__What to work on__
• A. According to the Voice of America text, in how many foreign languages does the VOA website have versions?
• B. Retype everything in the Voice of America text from "VOA and USAGM" down to "Philippines, for VOA.".
• C. Condense the paragraph of the Voice of America text that begins "VOA and USAGM continue to operate" into a short list of its main facts.

__Text provided__
━━━

Between 1983 and 1990, VOA made significant upgrades to transmission facilities in Botswana (Selebi-Phikwe), Morocco, Thailand (Udon Thani), Kuwait, and São Tomé (Almas). Some of them are shared with Radio Liberty and Radio Free Asia.

VOA and USAGM continue to operate shortwave radio transmitters and antenna farms at International Broadcasting Bureau Greenville Transmitting Station (known as "Site B") in the United States, close to Greenville, North Carolina. They do not use FCC-issued call signs, since the FCC does not regulate communications by other federal government agencies. The International Broadcasting Bureau also operates transmission facilities on São Tomé and Tinang, Concepcion, Tarlac, Philippines, for VOA.

=== Languages ===
The Voice of America website had five English-language broadcasts as of 2014 (worldwide, Learning English, Cambodia, Zimbabwe, and Tibet). Additionally, the VOA website has versions in 48 foreign languages.

━━━

Entries drawn from a collection
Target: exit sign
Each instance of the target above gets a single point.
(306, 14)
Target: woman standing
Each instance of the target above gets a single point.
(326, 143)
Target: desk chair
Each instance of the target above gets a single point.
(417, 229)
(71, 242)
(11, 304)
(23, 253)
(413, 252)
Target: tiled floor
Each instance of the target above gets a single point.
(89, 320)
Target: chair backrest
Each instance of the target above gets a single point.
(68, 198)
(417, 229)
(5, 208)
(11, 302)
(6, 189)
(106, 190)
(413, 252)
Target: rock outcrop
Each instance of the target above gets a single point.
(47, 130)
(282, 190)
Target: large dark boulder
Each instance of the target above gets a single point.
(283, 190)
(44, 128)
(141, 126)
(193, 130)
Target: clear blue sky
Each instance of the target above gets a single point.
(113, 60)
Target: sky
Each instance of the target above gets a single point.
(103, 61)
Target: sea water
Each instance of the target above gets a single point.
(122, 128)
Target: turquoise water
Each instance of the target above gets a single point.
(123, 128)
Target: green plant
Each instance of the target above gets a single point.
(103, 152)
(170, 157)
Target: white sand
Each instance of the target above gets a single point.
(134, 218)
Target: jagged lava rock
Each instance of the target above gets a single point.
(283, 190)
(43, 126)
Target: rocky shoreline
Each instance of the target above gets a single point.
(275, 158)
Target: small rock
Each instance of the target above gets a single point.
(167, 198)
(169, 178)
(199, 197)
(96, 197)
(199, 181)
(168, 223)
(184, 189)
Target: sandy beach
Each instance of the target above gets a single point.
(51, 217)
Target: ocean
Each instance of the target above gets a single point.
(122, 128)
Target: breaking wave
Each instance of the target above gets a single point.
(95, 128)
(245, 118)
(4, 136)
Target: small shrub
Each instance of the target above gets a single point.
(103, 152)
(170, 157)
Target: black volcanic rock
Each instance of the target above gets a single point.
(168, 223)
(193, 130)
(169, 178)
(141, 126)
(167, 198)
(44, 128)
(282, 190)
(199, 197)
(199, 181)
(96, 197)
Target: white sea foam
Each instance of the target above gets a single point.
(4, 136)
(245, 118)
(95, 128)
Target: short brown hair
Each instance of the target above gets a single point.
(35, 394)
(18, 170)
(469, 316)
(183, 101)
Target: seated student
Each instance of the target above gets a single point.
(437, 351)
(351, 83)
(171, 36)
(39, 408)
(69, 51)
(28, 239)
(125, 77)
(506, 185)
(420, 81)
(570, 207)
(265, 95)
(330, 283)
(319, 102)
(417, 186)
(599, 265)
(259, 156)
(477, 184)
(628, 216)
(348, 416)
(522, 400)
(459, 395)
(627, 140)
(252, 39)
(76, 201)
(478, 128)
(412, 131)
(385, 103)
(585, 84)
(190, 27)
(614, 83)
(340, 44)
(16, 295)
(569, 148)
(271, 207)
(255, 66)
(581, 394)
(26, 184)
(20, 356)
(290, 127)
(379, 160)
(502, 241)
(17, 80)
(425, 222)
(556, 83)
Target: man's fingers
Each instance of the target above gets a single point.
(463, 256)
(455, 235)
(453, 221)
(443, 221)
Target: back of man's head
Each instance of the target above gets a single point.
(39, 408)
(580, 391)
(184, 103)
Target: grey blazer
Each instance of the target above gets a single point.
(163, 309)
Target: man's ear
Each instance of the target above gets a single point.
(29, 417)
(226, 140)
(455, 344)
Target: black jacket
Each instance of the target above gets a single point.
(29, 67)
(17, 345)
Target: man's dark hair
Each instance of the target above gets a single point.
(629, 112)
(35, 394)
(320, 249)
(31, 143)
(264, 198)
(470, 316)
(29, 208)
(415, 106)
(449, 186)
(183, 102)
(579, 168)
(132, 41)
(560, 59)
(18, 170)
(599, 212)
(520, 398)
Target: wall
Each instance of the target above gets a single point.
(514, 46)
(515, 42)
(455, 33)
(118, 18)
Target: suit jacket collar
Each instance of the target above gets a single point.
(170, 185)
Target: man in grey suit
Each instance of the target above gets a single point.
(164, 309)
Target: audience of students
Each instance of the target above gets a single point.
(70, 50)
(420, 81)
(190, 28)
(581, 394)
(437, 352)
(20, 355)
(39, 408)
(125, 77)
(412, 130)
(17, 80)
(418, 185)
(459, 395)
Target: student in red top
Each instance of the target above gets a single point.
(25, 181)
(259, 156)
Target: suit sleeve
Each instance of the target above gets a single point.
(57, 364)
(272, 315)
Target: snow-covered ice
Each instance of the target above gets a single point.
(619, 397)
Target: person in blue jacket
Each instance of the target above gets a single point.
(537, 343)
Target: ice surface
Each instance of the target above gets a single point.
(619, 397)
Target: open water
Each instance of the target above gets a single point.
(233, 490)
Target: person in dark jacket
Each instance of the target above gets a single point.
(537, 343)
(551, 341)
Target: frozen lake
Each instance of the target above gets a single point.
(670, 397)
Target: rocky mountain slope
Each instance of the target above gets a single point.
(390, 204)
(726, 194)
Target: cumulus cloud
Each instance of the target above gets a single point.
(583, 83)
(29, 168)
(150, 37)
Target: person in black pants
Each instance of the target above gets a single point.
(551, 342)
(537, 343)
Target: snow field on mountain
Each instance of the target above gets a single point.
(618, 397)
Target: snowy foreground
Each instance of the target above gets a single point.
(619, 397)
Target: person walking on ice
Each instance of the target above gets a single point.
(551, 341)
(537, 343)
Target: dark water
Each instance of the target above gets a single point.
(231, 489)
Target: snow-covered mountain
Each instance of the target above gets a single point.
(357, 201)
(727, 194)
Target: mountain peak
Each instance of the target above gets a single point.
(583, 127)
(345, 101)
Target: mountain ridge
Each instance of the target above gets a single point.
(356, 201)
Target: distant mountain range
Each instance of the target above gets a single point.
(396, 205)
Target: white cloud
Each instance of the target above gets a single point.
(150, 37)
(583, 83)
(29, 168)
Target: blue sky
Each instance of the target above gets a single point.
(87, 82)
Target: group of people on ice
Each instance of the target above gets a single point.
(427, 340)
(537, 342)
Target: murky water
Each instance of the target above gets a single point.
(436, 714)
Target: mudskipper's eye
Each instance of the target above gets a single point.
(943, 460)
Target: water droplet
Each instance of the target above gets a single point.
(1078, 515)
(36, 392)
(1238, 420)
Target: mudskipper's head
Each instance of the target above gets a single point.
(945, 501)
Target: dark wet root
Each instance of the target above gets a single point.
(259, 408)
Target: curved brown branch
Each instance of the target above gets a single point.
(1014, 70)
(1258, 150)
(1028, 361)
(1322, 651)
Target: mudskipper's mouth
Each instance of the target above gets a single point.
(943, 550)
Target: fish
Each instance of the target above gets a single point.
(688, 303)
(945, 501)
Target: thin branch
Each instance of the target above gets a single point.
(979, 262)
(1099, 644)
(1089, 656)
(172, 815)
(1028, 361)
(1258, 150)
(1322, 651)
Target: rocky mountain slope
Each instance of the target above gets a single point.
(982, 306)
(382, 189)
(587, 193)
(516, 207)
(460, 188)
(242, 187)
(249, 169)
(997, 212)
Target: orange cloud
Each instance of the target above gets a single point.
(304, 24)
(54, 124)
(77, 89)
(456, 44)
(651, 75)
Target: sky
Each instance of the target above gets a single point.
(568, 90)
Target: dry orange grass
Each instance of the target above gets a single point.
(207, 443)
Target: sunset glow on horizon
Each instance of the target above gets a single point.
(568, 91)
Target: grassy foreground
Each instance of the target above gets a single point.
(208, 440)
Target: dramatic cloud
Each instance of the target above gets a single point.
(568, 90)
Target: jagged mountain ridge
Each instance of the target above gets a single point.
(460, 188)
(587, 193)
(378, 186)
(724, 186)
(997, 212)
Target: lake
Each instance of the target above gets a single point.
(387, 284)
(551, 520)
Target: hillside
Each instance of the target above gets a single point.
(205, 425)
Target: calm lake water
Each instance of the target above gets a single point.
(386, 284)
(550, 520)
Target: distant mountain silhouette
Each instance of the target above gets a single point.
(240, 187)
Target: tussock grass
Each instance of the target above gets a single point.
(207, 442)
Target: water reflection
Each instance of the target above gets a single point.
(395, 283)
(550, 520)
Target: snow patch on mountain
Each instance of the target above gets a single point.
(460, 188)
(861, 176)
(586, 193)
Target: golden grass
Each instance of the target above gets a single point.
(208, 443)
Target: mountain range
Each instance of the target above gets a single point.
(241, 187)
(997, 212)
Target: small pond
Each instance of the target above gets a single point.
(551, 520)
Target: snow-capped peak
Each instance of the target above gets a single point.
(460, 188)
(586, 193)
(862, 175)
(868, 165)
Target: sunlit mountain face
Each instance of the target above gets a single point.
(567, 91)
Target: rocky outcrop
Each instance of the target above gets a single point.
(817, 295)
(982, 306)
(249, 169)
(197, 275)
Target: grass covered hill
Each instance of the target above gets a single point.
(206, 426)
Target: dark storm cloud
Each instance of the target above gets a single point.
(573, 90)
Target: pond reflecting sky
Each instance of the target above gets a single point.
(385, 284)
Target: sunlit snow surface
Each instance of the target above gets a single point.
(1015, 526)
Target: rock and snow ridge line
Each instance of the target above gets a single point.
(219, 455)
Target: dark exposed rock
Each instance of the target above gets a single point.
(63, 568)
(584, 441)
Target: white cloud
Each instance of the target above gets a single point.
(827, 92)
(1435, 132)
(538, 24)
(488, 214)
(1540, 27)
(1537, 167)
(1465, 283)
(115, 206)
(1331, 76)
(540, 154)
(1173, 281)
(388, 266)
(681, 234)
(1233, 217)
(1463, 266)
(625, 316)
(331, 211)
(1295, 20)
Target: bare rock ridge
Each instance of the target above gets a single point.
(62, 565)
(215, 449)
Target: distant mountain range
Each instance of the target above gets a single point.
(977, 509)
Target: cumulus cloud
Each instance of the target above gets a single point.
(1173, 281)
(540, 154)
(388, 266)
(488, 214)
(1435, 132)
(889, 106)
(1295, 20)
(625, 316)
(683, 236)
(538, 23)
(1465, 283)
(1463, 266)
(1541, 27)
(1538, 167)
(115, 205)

━━━

__Solutions to the tasks__
• A. 48

• B.
VOA and USAGM continue to operate shortwave radio transmitters and antenna farms at International Broadcasting Bureau Greenville Transmitting Station (known as "Site B") in the United States, close to Greenville, North Carolina. They do not use FCC-issued call signs, since the FCC does not regulate communications by other federal government agencies. The International Broadcasting Bureau also operates transmission facilities on São Tomé and Tinang, Concepcion, Tarlac, Philippines, for VOA.

• C.
- VOA and USAGM still run shortwave radio transmitters and antenna farms at the International Broadcasting Bureau Greenville Transmitting Station ("Site B"), near Greenville, North Carolina.
- These stations have no FCC-issued call signs, because the FCC does not regulate communications by other federal agencies.
- The International Broadcasting Bureau also operates transmission facilities for VOA on São Tomé and in Tinang, Concepcion, Tarlac, Philippines.